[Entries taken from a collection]
** start **

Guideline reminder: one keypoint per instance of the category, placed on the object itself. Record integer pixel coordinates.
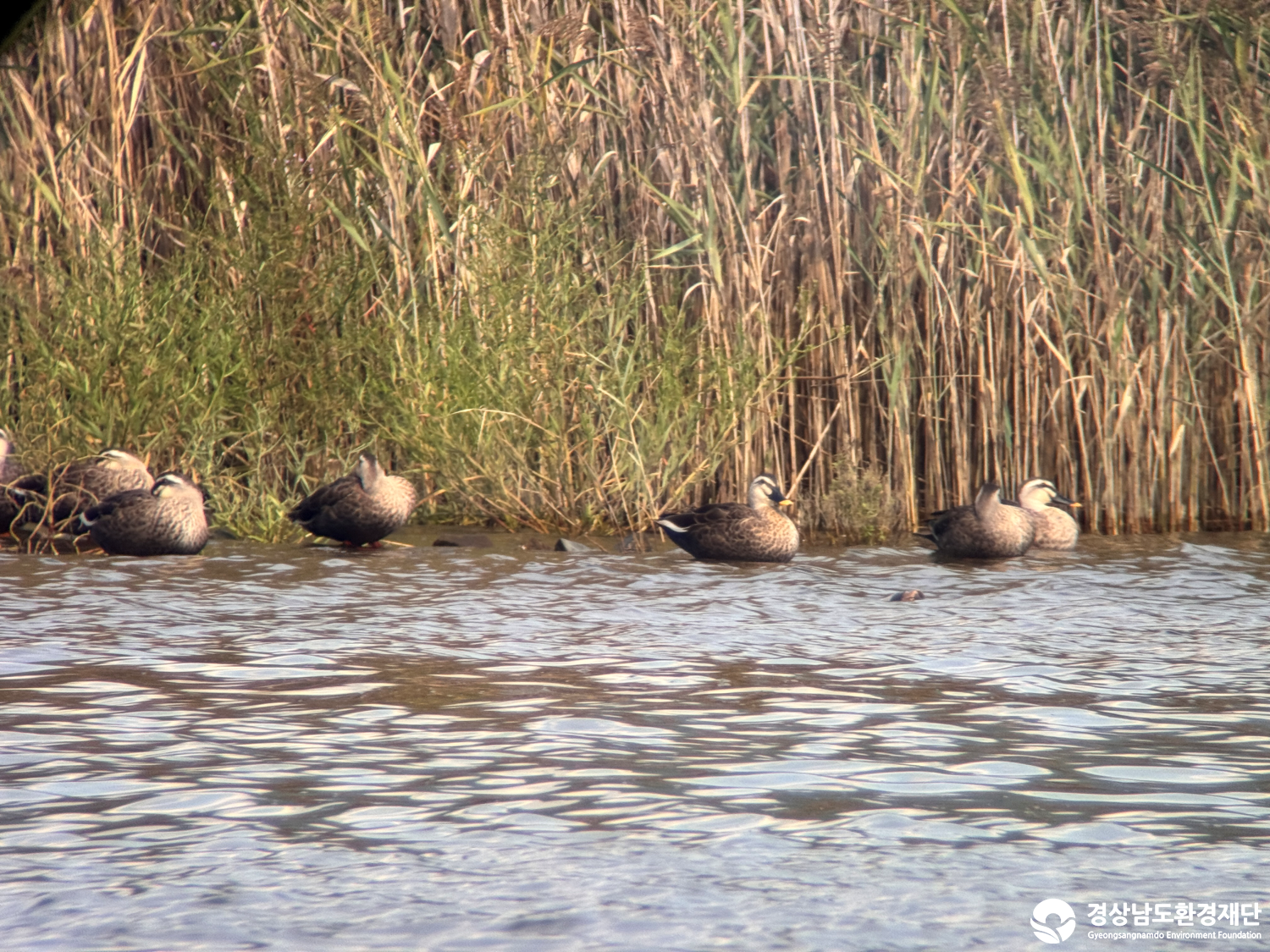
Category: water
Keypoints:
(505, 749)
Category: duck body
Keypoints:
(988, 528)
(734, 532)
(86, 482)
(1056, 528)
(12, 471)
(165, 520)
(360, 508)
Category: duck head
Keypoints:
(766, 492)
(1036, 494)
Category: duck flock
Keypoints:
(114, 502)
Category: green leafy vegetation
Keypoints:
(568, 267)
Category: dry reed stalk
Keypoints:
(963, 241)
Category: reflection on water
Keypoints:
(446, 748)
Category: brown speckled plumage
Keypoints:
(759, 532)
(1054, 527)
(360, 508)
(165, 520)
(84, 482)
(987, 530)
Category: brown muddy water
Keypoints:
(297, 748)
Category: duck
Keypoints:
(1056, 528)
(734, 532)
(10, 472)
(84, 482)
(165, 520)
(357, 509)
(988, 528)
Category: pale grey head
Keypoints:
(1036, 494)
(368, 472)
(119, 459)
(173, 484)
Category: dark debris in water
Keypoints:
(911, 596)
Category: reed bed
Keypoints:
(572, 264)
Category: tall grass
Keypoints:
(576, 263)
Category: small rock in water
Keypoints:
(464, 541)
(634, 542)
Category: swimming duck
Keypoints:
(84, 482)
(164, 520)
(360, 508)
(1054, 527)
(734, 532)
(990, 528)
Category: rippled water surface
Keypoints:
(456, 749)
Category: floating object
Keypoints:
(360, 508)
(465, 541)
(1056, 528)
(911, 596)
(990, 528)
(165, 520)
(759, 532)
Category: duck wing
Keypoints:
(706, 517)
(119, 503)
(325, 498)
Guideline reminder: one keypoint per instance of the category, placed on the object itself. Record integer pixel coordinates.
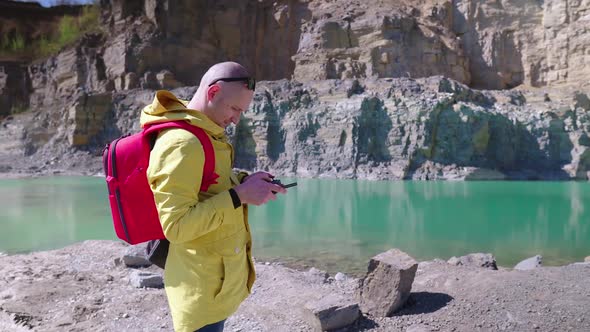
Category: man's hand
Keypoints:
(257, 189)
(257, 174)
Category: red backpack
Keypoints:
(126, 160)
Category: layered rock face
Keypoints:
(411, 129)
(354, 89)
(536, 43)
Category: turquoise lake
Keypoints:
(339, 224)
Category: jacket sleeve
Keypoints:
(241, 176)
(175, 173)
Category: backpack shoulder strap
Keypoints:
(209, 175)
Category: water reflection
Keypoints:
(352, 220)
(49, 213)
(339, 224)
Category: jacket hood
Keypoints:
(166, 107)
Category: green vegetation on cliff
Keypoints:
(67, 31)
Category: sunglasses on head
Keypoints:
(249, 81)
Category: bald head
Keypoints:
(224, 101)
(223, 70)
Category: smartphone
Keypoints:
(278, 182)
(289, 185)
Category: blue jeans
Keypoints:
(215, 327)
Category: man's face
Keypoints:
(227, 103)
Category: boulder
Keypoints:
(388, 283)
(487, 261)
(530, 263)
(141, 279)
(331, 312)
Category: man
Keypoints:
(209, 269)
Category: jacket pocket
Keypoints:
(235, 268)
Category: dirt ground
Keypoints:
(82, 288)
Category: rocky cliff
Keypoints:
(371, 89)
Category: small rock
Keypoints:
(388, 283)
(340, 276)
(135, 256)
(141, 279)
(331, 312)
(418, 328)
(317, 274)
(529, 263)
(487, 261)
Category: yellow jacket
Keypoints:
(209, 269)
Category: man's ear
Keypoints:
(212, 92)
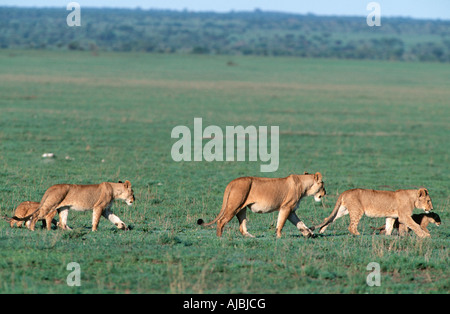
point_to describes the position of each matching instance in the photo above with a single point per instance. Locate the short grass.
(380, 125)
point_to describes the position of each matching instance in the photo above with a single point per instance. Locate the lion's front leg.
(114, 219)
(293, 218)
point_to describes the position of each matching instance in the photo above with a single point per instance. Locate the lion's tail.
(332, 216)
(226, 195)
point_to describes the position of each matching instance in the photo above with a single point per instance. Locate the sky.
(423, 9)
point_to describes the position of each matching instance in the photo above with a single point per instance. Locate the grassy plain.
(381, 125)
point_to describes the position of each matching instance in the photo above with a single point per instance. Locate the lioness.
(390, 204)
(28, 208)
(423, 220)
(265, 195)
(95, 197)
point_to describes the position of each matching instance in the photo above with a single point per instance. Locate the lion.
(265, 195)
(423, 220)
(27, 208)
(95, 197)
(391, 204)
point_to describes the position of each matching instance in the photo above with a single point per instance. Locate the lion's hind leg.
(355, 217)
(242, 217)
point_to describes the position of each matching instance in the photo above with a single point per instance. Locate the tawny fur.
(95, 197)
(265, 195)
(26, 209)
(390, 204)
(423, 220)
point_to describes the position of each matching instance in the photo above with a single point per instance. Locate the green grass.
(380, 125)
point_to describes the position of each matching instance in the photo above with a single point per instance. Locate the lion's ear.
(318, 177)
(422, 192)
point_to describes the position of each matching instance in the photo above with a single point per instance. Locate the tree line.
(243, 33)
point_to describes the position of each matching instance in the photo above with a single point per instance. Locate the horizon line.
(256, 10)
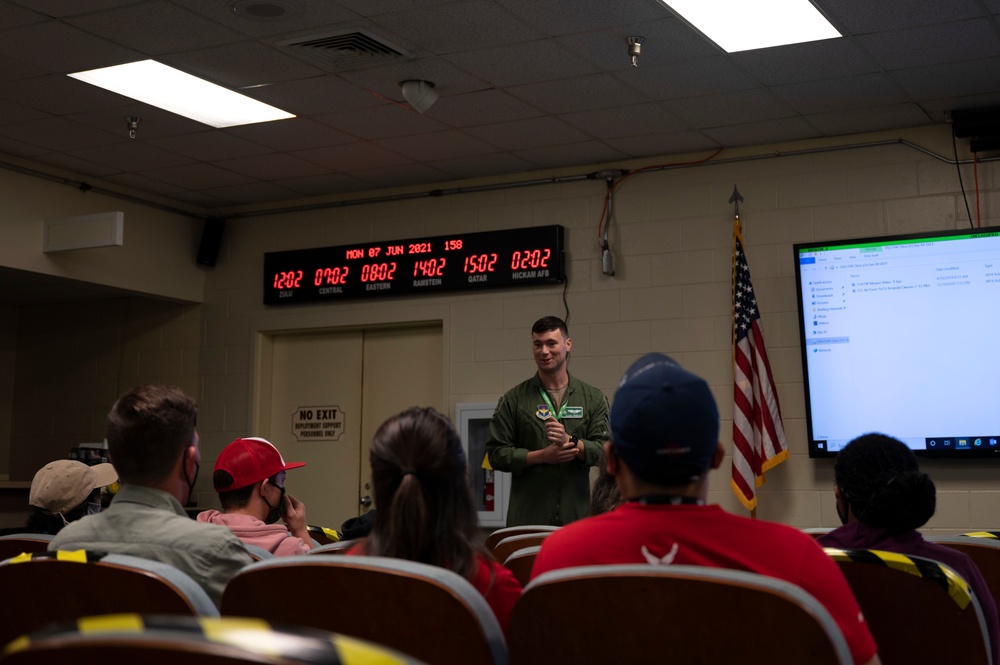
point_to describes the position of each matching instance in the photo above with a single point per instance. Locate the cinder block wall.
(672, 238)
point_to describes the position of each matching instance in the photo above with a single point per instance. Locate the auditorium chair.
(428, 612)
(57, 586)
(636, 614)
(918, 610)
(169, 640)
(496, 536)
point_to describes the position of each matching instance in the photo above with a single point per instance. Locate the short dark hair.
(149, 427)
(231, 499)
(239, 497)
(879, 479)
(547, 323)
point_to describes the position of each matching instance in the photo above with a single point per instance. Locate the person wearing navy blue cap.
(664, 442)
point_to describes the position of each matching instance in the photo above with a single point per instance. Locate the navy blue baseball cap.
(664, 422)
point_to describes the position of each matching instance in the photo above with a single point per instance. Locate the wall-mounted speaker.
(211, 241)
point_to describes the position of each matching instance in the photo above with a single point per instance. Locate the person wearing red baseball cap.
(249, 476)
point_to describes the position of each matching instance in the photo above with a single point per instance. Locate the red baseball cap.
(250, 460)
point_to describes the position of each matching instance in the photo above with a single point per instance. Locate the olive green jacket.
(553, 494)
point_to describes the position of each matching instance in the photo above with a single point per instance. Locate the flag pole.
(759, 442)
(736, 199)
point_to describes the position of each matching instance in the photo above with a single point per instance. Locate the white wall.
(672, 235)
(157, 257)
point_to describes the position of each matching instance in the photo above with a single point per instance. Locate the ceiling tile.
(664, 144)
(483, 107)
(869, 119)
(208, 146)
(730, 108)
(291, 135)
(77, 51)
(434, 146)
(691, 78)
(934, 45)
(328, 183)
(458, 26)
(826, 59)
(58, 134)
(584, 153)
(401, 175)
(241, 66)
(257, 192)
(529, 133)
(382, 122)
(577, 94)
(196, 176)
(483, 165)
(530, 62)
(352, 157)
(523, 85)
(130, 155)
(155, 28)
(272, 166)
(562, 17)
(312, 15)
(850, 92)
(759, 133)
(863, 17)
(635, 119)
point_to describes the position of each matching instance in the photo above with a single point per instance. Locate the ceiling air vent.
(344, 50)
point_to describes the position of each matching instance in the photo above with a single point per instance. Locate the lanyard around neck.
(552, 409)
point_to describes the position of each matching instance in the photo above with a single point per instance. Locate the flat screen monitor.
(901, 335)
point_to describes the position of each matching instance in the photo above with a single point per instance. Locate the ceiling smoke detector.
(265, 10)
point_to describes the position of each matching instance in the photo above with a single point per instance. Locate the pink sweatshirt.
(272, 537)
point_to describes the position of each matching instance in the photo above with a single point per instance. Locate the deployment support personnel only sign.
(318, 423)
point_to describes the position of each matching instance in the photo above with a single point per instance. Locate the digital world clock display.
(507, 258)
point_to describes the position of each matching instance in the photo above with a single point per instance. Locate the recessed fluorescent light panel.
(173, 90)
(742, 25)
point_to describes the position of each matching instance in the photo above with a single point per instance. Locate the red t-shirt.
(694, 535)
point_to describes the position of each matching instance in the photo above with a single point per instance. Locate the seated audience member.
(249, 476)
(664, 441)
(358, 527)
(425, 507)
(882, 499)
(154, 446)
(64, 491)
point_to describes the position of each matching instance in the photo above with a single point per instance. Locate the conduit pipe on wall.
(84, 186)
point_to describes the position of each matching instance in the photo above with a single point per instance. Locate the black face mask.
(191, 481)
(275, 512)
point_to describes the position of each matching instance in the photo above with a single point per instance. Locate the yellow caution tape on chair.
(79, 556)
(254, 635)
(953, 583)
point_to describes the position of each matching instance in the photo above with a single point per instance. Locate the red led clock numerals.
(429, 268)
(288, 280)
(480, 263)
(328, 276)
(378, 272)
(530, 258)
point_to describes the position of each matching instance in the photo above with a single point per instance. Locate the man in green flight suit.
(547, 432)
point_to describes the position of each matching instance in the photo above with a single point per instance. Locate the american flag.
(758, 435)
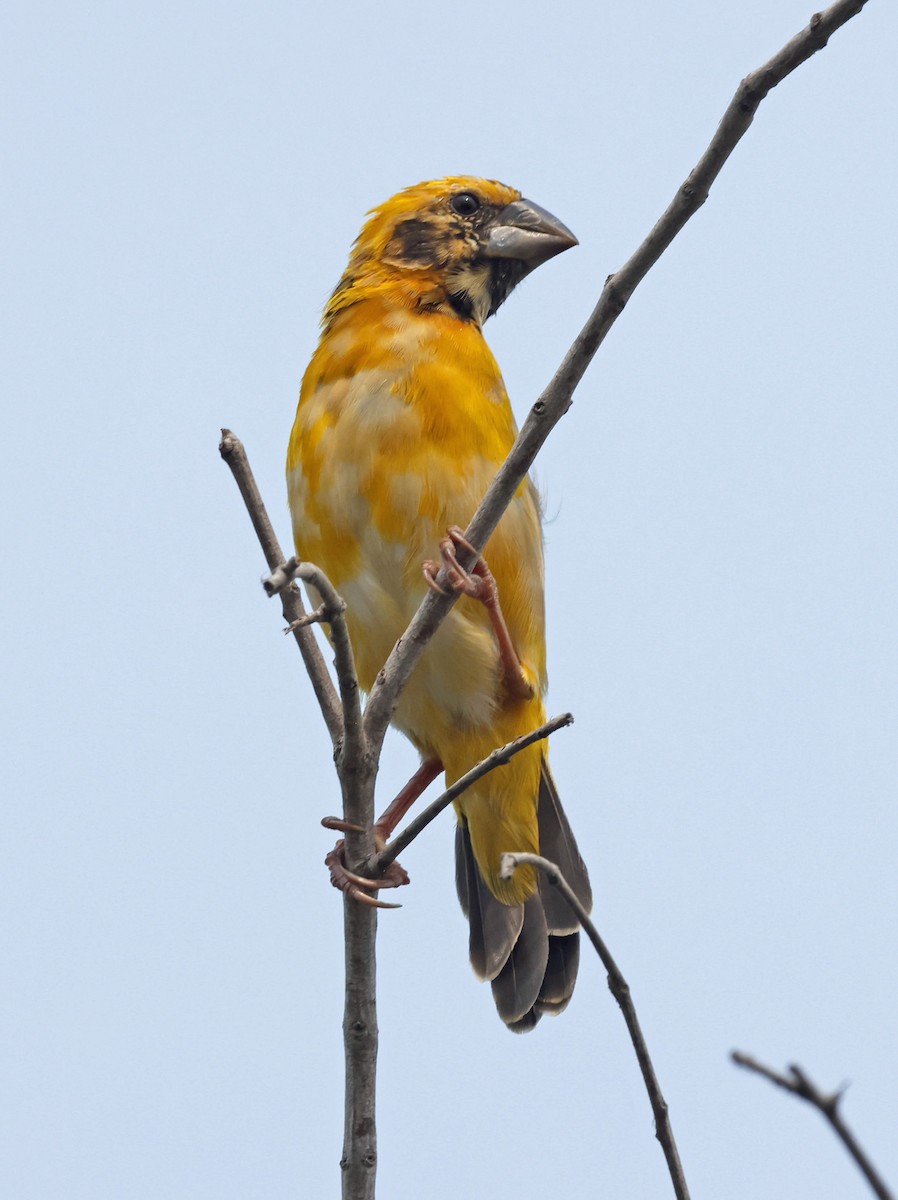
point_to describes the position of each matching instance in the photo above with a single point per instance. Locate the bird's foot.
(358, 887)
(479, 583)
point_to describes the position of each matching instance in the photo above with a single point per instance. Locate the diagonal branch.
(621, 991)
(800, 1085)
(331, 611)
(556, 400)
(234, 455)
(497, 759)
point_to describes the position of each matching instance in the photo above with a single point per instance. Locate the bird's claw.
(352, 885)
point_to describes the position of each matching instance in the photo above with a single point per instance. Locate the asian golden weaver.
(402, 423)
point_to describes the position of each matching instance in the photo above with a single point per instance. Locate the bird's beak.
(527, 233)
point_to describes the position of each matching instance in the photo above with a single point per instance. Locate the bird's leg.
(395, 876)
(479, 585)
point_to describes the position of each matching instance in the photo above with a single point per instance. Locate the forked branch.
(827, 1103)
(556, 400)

** end **

Repeat exactly the lines from the one containing "pipe on wall." through the last line of the records above, both included, and leave out the pictures.

point_to describes the position of each matching instance in the photo above with a single point per instance. Locate the conduit pipe on wall.
(84, 186)
point_to describes the position of each matching instance in the photo above with a single point per instance. Locate the black face mask.
(191, 481)
(275, 512)
point_to describes the position of each matching instance in the photo above with a single point per instance. Locate the yellow caution tape on chair.
(79, 556)
(254, 635)
(953, 583)
point_to describes the position of each matching instance in the photo above with a single point per instance. Locate the red led clock numerals.
(429, 268)
(288, 280)
(480, 263)
(328, 276)
(378, 272)
(530, 258)
point_to describes the position of each matching instance in the photo above with a single point per instance. Locate the man in green flight suit.
(547, 432)
point_to describes the position of each matching instance in the photo above with a single point per instance. Locate the american flag.
(758, 435)
point_to describes the position of each matching instance in the photo above with a single point per instance. Locate the bird's foot.
(358, 887)
(479, 583)
point_to describes the position of each matching instance in the photo above with a single point per instance. Locate the diagonal branch.
(621, 991)
(800, 1085)
(331, 611)
(556, 400)
(234, 455)
(497, 759)
point_to describes the position of each matching instance in the photo above with a single point per instance. Locate the bird's claw.
(352, 885)
point_to describes the position of each matching instance in the photo above with a single point per instance. Locate the asian golden weaver.
(402, 423)
point_to describes the position of each matching instance in the photo above with a single point per instance. Locate the bird's beak.
(527, 233)
point_to describes the position of each matching instance in the photo above with a single point per instance. Locate the bird's leg.
(395, 876)
(479, 585)
point_to describes the position of each matching instance in the photo above with a single point per instance. Locate the forked branch.
(827, 1103)
(556, 400)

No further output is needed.